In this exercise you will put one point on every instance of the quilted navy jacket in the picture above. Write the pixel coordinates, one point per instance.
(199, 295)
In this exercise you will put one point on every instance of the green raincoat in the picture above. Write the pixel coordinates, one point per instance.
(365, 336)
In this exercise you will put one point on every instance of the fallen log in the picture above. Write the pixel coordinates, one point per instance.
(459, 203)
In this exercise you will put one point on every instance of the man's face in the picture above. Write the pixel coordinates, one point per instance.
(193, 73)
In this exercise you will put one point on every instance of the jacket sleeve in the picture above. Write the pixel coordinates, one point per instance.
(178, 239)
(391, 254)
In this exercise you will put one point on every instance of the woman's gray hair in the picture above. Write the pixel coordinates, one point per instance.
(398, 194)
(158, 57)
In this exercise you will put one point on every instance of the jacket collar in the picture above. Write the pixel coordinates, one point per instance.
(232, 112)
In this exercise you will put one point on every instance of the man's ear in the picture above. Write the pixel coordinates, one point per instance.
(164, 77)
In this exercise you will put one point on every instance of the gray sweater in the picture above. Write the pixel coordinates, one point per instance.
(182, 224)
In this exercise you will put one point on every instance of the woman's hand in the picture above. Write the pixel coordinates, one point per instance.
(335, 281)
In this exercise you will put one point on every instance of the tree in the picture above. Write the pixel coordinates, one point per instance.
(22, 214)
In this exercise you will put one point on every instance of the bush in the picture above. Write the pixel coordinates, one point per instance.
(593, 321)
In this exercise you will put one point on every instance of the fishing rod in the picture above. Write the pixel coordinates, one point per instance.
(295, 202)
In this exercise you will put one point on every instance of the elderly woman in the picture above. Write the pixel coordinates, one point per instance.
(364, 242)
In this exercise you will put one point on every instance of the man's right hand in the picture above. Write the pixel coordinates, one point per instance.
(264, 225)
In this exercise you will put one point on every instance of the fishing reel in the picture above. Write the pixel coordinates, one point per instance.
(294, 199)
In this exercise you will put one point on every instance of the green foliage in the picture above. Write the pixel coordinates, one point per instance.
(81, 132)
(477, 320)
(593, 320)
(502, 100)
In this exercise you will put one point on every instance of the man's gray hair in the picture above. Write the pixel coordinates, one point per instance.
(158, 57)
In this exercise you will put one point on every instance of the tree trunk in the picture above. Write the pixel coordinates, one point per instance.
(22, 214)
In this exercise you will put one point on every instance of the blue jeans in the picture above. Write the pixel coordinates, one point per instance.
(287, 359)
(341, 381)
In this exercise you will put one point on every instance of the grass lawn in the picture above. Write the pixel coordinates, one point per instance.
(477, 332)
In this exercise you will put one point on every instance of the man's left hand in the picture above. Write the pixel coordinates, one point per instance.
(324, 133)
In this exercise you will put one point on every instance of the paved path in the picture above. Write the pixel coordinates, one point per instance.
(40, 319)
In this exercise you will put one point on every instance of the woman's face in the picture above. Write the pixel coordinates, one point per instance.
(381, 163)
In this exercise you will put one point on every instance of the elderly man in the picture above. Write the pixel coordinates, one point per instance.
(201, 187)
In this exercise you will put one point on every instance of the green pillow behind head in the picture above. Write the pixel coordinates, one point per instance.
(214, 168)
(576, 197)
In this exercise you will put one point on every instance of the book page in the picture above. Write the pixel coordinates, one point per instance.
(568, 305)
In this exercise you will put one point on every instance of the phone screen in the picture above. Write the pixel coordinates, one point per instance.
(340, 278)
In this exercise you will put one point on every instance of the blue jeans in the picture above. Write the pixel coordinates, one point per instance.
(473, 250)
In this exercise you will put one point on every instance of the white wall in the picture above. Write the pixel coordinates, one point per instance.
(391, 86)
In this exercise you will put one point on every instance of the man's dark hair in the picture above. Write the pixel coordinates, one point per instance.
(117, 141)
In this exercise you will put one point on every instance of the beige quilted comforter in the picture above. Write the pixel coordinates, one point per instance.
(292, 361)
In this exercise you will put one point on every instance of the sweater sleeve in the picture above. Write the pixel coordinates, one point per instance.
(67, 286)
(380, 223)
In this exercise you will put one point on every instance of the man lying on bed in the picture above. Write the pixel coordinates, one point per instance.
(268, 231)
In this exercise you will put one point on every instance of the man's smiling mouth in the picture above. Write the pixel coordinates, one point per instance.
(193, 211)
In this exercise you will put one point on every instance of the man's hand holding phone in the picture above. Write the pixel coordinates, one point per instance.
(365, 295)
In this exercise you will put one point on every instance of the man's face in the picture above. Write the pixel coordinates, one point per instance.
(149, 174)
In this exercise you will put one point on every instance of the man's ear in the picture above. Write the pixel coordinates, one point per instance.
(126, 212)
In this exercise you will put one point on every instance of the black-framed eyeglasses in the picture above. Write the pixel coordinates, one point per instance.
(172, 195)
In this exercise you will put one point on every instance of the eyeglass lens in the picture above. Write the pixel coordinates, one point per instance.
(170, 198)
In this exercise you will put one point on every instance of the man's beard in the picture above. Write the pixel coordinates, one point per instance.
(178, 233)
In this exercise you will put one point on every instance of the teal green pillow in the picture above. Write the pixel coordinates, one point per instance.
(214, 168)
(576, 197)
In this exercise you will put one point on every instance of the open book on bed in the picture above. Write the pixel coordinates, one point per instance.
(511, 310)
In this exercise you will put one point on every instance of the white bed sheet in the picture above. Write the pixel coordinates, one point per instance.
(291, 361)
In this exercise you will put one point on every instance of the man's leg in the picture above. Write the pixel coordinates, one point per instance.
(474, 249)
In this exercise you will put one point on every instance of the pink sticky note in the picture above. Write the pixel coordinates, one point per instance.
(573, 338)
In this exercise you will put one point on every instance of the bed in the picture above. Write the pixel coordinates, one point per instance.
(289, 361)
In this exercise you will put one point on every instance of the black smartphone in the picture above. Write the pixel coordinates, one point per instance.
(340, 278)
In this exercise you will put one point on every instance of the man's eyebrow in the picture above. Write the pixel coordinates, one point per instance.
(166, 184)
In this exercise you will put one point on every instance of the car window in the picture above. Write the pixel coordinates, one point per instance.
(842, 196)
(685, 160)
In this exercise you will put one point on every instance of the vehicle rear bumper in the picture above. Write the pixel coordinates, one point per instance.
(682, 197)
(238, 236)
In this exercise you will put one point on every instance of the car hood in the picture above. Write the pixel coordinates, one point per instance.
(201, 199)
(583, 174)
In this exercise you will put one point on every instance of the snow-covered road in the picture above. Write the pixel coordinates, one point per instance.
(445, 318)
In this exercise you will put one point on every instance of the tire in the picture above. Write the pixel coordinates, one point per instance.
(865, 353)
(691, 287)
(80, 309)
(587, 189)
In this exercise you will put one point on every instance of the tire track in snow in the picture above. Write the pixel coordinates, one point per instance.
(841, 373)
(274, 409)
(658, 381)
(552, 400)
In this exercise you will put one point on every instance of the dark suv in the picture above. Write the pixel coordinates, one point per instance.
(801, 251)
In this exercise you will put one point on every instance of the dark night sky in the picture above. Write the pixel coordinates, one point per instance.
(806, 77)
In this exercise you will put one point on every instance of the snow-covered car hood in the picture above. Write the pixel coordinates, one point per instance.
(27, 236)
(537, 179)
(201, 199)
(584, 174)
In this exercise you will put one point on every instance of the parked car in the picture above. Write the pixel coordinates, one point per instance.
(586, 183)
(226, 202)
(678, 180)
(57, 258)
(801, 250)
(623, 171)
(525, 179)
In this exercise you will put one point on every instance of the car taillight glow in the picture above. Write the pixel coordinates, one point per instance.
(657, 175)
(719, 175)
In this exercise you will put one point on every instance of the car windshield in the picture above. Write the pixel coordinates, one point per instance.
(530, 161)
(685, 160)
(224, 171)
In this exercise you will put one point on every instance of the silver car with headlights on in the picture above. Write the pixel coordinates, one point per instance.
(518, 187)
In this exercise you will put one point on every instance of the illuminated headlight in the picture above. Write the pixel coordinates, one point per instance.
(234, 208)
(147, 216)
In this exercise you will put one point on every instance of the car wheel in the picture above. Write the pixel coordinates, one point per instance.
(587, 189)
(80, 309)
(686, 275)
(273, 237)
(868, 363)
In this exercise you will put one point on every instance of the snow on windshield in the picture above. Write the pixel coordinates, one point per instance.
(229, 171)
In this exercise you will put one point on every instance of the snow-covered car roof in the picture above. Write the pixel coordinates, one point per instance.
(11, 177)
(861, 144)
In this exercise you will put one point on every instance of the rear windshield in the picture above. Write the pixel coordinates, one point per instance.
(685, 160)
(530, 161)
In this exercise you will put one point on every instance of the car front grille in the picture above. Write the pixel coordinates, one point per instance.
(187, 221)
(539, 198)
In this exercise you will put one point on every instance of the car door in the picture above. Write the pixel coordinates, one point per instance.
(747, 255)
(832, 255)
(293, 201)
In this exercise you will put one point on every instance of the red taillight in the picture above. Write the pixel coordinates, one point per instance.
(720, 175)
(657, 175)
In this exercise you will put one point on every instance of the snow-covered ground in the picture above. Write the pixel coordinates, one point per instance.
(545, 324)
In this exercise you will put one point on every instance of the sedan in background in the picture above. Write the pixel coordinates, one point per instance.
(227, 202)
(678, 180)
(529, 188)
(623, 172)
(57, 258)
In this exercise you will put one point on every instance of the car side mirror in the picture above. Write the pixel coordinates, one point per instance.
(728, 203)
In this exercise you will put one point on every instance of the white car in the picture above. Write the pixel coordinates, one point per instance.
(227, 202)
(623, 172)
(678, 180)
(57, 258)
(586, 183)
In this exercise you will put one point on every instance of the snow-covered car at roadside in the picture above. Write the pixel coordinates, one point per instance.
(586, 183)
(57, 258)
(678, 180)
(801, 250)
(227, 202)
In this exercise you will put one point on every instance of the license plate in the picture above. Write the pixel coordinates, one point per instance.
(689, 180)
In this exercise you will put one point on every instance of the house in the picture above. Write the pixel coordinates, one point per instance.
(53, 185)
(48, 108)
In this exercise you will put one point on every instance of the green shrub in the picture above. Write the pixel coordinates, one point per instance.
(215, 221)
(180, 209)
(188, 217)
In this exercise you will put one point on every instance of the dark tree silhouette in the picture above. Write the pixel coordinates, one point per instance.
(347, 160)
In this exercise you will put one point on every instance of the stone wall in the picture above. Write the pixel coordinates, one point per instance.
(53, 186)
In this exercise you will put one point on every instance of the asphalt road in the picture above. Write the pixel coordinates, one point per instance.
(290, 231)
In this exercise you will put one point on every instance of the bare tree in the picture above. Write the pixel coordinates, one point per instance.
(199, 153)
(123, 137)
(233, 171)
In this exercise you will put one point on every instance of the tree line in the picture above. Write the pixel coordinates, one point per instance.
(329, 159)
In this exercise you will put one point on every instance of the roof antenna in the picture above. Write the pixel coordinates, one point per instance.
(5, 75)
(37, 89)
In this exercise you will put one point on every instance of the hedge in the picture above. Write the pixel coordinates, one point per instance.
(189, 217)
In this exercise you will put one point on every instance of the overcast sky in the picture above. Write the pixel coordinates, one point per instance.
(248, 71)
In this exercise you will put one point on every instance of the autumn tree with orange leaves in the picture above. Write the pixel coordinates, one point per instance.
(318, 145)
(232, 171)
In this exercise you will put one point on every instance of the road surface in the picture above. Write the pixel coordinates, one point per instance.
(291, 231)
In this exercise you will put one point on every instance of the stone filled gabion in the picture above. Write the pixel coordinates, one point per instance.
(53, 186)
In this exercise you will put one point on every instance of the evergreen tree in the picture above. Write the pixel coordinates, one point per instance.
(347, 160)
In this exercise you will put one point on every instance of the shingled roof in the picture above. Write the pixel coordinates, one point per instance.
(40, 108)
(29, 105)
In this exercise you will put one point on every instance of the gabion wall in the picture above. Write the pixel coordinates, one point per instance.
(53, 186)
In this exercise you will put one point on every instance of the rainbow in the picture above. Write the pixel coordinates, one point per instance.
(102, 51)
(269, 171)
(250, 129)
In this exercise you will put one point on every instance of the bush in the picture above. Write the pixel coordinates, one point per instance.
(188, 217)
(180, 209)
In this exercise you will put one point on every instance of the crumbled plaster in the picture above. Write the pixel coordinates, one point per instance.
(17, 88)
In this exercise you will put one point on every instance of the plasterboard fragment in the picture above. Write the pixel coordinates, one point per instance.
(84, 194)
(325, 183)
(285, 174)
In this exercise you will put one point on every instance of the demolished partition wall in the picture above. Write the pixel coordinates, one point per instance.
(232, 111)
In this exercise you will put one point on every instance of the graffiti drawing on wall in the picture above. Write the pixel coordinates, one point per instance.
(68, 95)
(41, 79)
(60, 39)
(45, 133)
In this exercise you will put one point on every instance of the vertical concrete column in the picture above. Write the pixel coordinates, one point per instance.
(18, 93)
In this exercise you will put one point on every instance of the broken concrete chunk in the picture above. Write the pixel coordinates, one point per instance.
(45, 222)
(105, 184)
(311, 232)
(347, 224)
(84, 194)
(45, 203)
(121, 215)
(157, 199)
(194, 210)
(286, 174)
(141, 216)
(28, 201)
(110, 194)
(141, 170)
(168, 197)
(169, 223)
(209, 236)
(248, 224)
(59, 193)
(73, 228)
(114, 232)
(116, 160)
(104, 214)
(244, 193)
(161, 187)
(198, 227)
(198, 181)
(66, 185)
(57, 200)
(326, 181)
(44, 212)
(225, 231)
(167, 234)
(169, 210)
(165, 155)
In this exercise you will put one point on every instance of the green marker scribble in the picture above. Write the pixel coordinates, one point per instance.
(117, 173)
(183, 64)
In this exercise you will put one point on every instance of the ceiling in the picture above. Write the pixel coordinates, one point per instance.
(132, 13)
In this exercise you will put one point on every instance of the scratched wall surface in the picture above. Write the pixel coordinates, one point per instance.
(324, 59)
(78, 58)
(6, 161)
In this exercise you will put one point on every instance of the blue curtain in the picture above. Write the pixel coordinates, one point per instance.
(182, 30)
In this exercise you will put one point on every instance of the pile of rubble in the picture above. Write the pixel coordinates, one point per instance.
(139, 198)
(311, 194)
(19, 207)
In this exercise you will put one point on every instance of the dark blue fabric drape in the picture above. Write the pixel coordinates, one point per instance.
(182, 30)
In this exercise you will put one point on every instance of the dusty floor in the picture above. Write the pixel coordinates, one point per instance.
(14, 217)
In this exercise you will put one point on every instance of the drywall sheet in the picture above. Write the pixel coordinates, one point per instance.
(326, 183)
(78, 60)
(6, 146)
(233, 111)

= = = = = = =

# TASK DIRECTIONS
Reproduce only the lines running from the one that contains "the blue curtain" to the last line of the records.

# WRITTEN REPLY
In this exercise you will put one point on every instance of the blue curtain in the picture above. Write the pixel coordinates, one point per instance.
(182, 30)
In this exercise you will put one point on every instance of the pile of rubble in the picture above. Write the pixel coordinates, one point per instance.
(139, 198)
(311, 194)
(19, 207)
In this exercise you will put one point on every instance of the dark blue fabric drape in the picture above. Write the pixel coordinates, one point per instance.
(182, 30)
In this exercise you will put one point on every instance of the dusty floor in the picture above. Write the pixel coordinates, one point per instance.
(14, 217)
In this exercise you will put one point on every instance of the drywall sheet in the picture above. Write the pixel coordinates, one point per instance.
(326, 183)
(78, 60)
(6, 146)
(233, 111)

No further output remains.